DATASET ROWS |
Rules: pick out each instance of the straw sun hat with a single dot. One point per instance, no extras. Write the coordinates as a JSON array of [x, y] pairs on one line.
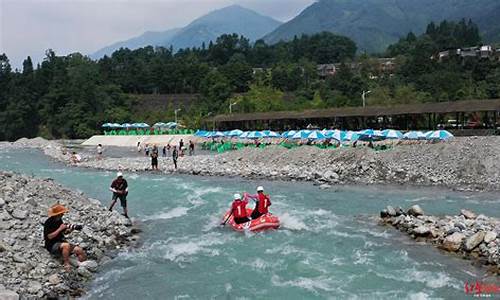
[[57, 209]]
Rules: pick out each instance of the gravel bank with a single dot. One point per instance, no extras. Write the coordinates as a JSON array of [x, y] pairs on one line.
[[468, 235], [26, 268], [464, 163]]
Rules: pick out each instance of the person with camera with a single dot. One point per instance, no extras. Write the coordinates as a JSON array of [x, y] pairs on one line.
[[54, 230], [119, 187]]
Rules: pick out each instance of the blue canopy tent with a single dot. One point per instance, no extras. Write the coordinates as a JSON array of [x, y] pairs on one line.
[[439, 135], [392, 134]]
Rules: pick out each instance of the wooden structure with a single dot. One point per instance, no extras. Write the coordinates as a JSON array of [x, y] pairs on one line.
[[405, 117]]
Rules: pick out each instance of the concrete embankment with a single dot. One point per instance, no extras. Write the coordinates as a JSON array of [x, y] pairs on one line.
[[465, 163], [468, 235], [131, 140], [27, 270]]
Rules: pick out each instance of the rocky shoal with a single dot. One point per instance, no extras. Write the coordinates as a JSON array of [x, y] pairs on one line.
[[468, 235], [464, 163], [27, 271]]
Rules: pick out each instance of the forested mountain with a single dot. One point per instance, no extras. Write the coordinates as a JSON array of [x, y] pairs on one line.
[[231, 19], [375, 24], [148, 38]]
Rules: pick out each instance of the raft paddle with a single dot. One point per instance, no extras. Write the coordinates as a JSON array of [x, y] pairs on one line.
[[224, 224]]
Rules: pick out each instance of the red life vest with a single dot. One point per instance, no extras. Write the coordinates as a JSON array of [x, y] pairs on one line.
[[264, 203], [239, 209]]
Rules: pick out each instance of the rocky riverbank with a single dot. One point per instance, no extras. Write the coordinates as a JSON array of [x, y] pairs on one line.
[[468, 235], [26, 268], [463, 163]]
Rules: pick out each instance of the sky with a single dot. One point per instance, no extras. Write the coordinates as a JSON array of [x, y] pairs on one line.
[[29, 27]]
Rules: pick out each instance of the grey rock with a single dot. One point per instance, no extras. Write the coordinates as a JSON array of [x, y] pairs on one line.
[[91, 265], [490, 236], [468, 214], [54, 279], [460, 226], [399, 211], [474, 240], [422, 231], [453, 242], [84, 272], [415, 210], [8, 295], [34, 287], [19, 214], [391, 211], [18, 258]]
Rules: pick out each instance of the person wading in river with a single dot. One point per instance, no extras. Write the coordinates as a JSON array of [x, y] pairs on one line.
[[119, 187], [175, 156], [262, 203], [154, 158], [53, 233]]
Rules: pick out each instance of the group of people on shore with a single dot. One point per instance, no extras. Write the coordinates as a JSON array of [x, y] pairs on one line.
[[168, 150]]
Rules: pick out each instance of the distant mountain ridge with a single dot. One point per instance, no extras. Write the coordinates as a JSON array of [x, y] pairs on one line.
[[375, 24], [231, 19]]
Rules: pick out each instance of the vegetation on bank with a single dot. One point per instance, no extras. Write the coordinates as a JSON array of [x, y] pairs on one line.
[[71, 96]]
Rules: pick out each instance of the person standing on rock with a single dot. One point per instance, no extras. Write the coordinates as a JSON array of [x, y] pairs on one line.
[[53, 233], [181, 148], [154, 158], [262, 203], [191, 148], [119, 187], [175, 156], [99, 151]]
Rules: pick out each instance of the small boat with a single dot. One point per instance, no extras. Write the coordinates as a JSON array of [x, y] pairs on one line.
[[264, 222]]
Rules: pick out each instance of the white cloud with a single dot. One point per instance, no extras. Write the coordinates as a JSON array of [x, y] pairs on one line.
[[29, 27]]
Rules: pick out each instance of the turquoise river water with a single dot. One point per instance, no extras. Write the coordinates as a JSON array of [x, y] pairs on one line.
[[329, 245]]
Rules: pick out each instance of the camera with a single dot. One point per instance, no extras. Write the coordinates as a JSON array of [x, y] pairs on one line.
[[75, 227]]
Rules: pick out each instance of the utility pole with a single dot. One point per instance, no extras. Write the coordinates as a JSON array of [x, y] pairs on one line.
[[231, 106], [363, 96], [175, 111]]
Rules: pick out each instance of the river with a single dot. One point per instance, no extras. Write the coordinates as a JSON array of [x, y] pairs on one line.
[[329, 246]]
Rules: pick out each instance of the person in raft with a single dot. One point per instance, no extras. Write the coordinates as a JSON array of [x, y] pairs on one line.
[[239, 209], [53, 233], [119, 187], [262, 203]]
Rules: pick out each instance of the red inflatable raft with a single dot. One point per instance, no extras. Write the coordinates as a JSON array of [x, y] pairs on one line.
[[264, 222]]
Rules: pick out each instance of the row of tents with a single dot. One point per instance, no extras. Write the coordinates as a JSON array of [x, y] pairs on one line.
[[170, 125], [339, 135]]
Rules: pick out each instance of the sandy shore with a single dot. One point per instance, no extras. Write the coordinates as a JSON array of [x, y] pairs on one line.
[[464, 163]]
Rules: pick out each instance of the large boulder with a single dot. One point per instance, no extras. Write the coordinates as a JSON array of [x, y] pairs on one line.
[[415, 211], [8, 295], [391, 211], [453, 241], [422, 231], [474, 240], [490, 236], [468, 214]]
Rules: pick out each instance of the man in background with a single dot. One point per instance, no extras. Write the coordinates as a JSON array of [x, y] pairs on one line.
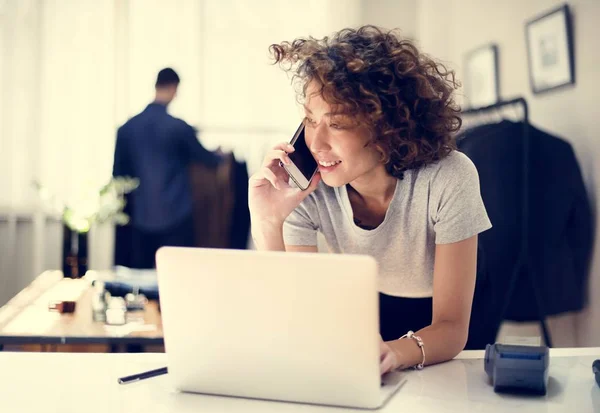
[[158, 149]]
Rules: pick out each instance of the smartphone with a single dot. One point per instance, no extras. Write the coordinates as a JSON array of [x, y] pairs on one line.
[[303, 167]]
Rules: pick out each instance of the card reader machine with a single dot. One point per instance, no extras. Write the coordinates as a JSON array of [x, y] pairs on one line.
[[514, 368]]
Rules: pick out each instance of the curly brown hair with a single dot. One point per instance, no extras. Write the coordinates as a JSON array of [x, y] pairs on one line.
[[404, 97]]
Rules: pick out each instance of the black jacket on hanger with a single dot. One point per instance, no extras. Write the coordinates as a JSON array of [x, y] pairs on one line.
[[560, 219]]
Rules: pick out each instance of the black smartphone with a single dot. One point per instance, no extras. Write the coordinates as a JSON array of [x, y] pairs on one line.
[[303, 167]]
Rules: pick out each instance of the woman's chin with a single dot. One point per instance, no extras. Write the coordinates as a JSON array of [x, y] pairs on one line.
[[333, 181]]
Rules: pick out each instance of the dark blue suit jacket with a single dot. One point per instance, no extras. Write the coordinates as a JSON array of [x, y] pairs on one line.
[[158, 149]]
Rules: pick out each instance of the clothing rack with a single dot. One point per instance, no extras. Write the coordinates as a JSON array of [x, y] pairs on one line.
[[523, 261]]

TASK TO COMPLETE | Write out all the rows above as a numbered list, one line per item, with blank lines left out. Leave the pictures out of your answer.

EXERCISE ANSWER |
1. Rules: pick out each instance of the straw sun hat with a single dot. One point per instance, no extras. Write the coordinates as a JSON array of [x, y] pairs on one line.
2. [[57, 209]]
3. Rules: pick out each instance of the gravel bank with a single dot. One point per instance, no extras. Write the coordinates as a JSON array of [x, y] pairs on one line.
4. [[468, 235], [26, 268], [464, 163]]
5. Rules: pick out each instance of the person with camera with a single dot. One point per instance, no extras. Write the coordinates as a JSON array of [x, y] pairs on one line.
6. [[54, 230], [119, 187]]
7. Rules: pick out each instance of the blue canopy tent with a single dot. One point per instance, no extras. Write the coordinates as a JSON array of [x, y] pairs on one line.
8. [[439, 135], [392, 134]]
9. Rules: pick out each instance of the wooden structure with a single dot. One point per instance, no extras. Write the coordinates as a JSON array of [x, y] pairs on one line.
10. [[405, 117]]
11. Rules: pick out each instance of the concrete embankment with a single dot. One point per instance, no extras. Write the coordinates as a JSON array of [x, y] pairs on one line.
12. [[465, 163], [468, 235], [131, 140], [27, 270]]
13. Rules: pick out each instance of the rocky shoal with a single dot. One point per instance, no extras. Write the coordinates as a JSON array of [x, y] pairs on one line.
14. [[468, 235], [464, 163], [27, 271]]
15. Rules: pick out each instance of the forested mountain with a single dot. One point per instance, no extras. Write the coordinates as a JSON array of [x, y] pairs on one line.
16. [[231, 19], [375, 24], [148, 38]]
17. Rules: pick out each instance of the raft paddle with a single dot. One point per instance, no extras. Write the coordinates as a JSON array of [x, y] pairs on one line.
18. [[224, 224]]
19. Rules: pick out each instance of the red life vest with a single dot. One point per instance, no extras. Write the coordinates as a JSON array of [x, y] pairs on one line.
20. [[264, 203], [239, 209]]
21. Rules: pick out each instance of the rocky riverbank with a single dot. One point per instance, no extras. Write the coordinates as a JSON array of [x, y] pairs on one line.
22. [[468, 235], [26, 268], [463, 163]]
23. Rules: pick out each instance of the sky with a single dot. One point per instance, no extras. Write the coordinates as a JSON array of [x, y] pairs on one line.
24. [[29, 27]]
25. Rules: pick out each instance of the grey rock with a single dot. One point per instance, no extras. Write the coordinates as a JSON array of [x, y] pairs on one line.
26. [[91, 265], [490, 236], [468, 214], [54, 279], [460, 226], [399, 211], [474, 240], [422, 231], [453, 242], [84, 272], [415, 210], [8, 295], [34, 287], [19, 214], [391, 211], [18, 258]]
27. Rules: pick out each instance of the person wading in river with a single dot. One point per instance, no extras. Write the coordinates as a JSON array of [x, y] pairs on one line.
28. [[119, 187], [175, 156], [262, 203], [154, 158], [53, 233]]
29. Rules: pick out each instance of the group of people on shore with a single dot. One point per instance, no extras. Write the coordinates as a JSON array of [x, y] pairs on one line.
30. [[168, 150]]
31. Rules: pick out each instance of the distant mountain ridge with a single dot. One point per instance, no extras. Write the coordinates as a JSON array of [x, y] pairs on one line.
32. [[375, 24], [231, 19]]
33. Rules: pick out each instance of the vegetation on bank with a single dot. One point per instance, no extras. Write the coordinates as a JSON array of [x, y] pairs on one line.
34. [[71, 96]]
35. Rules: pick out each instance of the person standing on rock with a single dot. One point per instance, no extras. Write the coordinates as a JSON array of [x, y] pairs on one line.
36. [[53, 233], [181, 148], [154, 158], [262, 203], [191, 148], [119, 187], [175, 156], [99, 151]]
37. Rules: pick out each instance of the small boat with a single dot. One point per instance, no extras. Write the coordinates as a JSON array of [x, y] pairs on one line.
38. [[264, 222]]
39. Rules: pick out each instance of the white cloud with a single dot. One point per instance, no extras. Write the coordinates as a JSON array of [x, y] pairs on one line.
40. [[29, 27]]
41. Rules: pick out each instance of the turquoise river water with a single dot. One point per instance, no extras. Write the coordinates as a JSON array of [x, y] pairs on one line.
42. [[329, 245]]
43. Rules: pick out each instance of the camera with a single dot. One point per instance, no extras. Write the coordinates as a JSON array of [x, y] pairs on one line.
44. [[75, 227]]
45. Rules: pick out each instance of the utility pole with a single dot. One point per instance, no extras. Write the coordinates as a JSON array of [x, y] pairs on one line.
46. [[231, 106], [363, 96], [175, 111]]
47. Rules: pick out each instance of the river with a single dot. One point per instance, no extras. Write the coordinates as a JSON array of [x, y] pairs on one line.
48. [[329, 246]]
49. Rules: pick out each instance of the person in raft with a single dot. One point per instance, no extras. Write the coordinates as a JSON array of [x, y] pairs on one line.
50. [[239, 209], [53, 233], [119, 187], [262, 203]]
51. Rules: pick out each instance of the red inflatable raft with a single dot. One point per instance, no extras. Write the coordinates as a JSON array of [x, y] pairs on one line.
52. [[264, 222]]
53. Rules: pick out each instance of the row of tents with a single dot. One point per instance, no extras. Write the coordinates as a JSON array of [x, y] pairs on one line.
54. [[170, 125], [339, 135]]
55. Rules: pick out each instance of the sandy shore with a single dot. One point per instance, no extras. Write the coordinates as a JSON array of [x, y] pairs on one line.
56. [[464, 163]]
57. Rules: pick out each instance of the large boulder with a single dot. One point per instance, no extras. Write the coordinates as a JSON array of [x, y] pairs on one line.
58. [[415, 211], [8, 295], [391, 211], [453, 241], [422, 231], [474, 240], [490, 236], [468, 214]]
59. Rules: pick out each instance of the man in background with a single dot. One point per instance, no extras. Write the coordinates as a JSON array of [x, y] pairs on one line.
60. [[158, 149]]
61. Rules: pick out each instance of the smartphone with a single dot. One point per instance, no extras. Write the coordinates as a JSON array of [x, y] pairs on one line.
62. [[303, 167]]
63. Rules: pick out each instance of the card reader machine with a single dot. One point per instance, no extras. Write the coordinates as a JSON array of [x, y] pairs on one line.
64. [[514, 368]]
65. Rules: pick out each instance of the curly brown hair with a single dot. One point per instance, no extras. Write the coordinates as a JSON array of [x, y] pairs on one line.
66. [[404, 97]]
67. Rules: pick out each instance of the black jacket on hanger with a single dot. One point per instance, no extras. Write the coordinates as a JSON array of [x, y] pairs on one line.
68. [[560, 219]]
69. Rules: pick out each instance of the black smartphone with a single dot. One point per instance, no extras. Write the coordinates as a JSON array of [x, y] pairs on one line.
70. [[303, 167]]
71. Rules: pick out each instance of the woman's chin with a single dot. One point per instance, no extras. Write the coordinates as a JSON array of [x, y] pairs on one line.
72. [[333, 181]]
73. Rules: pick out each instance of the dark blue suit jacket with a single dot. One point per instance, no extras. Write the coordinates as a JSON array of [x, y] pairs on one line.
74. [[158, 149]]
75. Rules: pick out each instance of the clothing rack with a single dot. One point per instance, no extras. Write the coordinates as a JSON array of [x, y] pairs on one line.
76. [[523, 261]]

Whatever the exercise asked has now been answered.